The entries underneath need to be duplicated exactly, with none omitted.

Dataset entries
□ □ □ □ □

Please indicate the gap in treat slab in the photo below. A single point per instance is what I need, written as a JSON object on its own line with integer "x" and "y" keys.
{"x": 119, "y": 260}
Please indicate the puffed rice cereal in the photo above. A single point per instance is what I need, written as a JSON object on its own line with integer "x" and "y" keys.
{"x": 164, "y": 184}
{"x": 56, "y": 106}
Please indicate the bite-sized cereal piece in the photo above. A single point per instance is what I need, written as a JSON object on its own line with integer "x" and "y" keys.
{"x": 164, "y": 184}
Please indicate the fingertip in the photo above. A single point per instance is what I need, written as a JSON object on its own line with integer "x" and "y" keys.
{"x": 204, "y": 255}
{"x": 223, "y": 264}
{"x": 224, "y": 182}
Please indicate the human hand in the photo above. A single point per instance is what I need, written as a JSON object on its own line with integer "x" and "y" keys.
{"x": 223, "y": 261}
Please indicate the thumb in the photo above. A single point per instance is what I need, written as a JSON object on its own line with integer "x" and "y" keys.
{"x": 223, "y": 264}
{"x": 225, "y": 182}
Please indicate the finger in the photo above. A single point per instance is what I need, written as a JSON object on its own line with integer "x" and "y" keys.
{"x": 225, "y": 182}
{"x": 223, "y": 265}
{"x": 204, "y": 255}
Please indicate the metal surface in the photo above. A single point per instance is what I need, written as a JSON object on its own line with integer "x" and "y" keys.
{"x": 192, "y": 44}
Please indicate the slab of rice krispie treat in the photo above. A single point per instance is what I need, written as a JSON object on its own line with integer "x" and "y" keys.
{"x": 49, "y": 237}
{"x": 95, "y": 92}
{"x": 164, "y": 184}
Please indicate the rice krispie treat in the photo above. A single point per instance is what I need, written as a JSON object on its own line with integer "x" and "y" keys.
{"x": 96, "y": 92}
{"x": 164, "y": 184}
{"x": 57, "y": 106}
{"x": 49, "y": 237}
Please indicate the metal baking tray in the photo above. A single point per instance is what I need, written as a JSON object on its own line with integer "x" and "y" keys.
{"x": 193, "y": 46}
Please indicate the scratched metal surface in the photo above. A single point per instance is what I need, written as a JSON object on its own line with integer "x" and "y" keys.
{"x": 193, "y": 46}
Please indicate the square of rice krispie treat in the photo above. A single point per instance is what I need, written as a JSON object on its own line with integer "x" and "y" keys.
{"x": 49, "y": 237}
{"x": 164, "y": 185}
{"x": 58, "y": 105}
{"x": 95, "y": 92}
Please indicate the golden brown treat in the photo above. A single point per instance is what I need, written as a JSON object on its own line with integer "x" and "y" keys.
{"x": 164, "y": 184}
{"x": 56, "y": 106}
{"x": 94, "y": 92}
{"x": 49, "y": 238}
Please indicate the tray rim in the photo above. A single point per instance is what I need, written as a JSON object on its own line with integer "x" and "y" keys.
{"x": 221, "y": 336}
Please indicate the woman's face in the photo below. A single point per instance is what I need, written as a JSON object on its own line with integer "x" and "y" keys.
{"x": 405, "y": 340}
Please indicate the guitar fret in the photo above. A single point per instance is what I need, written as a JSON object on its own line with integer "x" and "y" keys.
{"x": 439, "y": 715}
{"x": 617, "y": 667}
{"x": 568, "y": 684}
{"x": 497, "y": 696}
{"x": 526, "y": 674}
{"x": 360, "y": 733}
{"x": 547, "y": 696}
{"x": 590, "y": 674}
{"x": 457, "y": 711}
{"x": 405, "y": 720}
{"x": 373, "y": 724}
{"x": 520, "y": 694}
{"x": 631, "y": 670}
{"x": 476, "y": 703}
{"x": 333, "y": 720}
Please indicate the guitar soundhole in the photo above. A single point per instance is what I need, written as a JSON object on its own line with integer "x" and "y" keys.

□ □ □ □ □

• _Exercise output_
Please indicate the gap in treat slab in the photo below. A single point per instance is what I need, written as a JSON object on its own line with integer "x" and "y" keys.
{"x": 119, "y": 260}
Please indicate the puffed rice cereal in the photo above. A single point per instance is what I need, written as a JSON object on its own line with integer "x" and "y" keys.
{"x": 164, "y": 184}
{"x": 56, "y": 106}
Please indicate the bite-sized cereal piece in the photo above. A single point per instance is what I need, written as a JSON object on its own line with integer "x" and "y" keys.
{"x": 164, "y": 184}
Please indicate the fingertip in the photo above. A single point per instance is what I need, written as a JSON object on its own line with integer "x" and "y" keys.
{"x": 204, "y": 255}
{"x": 223, "y": 264}
{"x": 224, "y": 182}
Please indicate the human hand in the photo above. A single point per instance is what I need, written as a JSON object on its own line with integer "x" and "y" keys.
{"x": 223, "y": 261}
Please indicate the thumb in the photo above. A single point per instance is what I need, written as a JSON object on its own line with integer "x" and "y" keys.
{"x": 223, "y": 264}
{"x": 225, "y": 182}
Please indicate the finger in the photo above. A single point per instance is what I need, written as a JSON object on its own line with integer "x" and "y" keys.
{"x": 225, "y": 182}
{"x": 223, "y": 265}
{"x": 204, "y": 255}
Please indicate the metal surface in the photo above. A single point per instance is what I need, written as a JSON object on its own line with integer "x" and "y" keys.
{"x": 192, "y": 44}
Please indicate the slab of rice krispie treat in the photo above. A single point per instance is what I need, written as a JSON object on its own line with integer "x" and "y" keys.
{"x": 49, "y": 237}
{"x": 95, "y": 92}
{"x": 164, "y": 184}
Please indicate the rice krispie treat in the photo above. A single point per instance is what I need, written as a JSON object on its own line with integer "x" and "y" keys.
{"x": 96, "y": 92}
{"x": 164, "y": 184}
{"x": 57, "y": 106}
{"x": 49, "y": 237}
Please indicate the metal baking tray in the photo above. A single point per instance is what I need, written as a JSON object on its own line with integer "x" and "y" keys.
{"x": 193, "y": 46}
Please indicate the scratched metal surface in the photo above. A single point per instance is what I need, written as a JSON object on its own line with integer "x" and "y" keys.
{"x": 193, "y": 46}
Please indicate the square of rice krispie treat in the photo above. A single point per instance is what I need, written as a JSON object on its own line with integer "x" and "y" keys.
{"x": 49, "y": 237}
{"x": 164, "y": 185}
{"x": 58, "y": 105}
{"x": 95, "y": 92}
Please indicate the golden brown treat in the photo above. A single point per instance is what I need, written as a JSON object on its own line with integer "x" and "y" keys.
{"x": 164, "y": 184}
{"x": 56, "y": 106}
{"x": 94, "y": 92}
{"x": 49, "y": 238}
Please indicate the tray rim in the photo above. A single point per instance is what I need, written as a JSON object on its own line with integer "x" and "y" keys.
{"x": 221, "y": 336}
Please indicate the woman's face in the photo below. A single point per instance is what I need, written as a JSON object on its own line with integer "x" and "y" keys.
{"x": 405, "y": 340}
Please indicate the guitar fret in the photo above. A single point per instance is what I need, written as a JSON object on its own line with integer "x" and "y" keys.
{"x": 439, "y": 715}
{"x": 617, "y": 667}
{"x": 568, "y": 684}
{"x": 497, "y": 696}
{"x": 526, "y": 674}
{"x": 360, "y": 733}
{"x": 547, "y": 696}
{"x": 590, "y": 674}
{"x": 457, "y": 711}
{"x": 405, "y": 720}
{"x": 373, "y": 724}
{"x": 520, "y": 694}
{"x": 631, "y": 670}
{"x": 476, "y": 703}
{"x": 333, "y": 720}
Please indicate the guitar soundhole in the photo above. A single point per instance is what I need, written as a JSON object on its own line with integer "x" and "y" keys.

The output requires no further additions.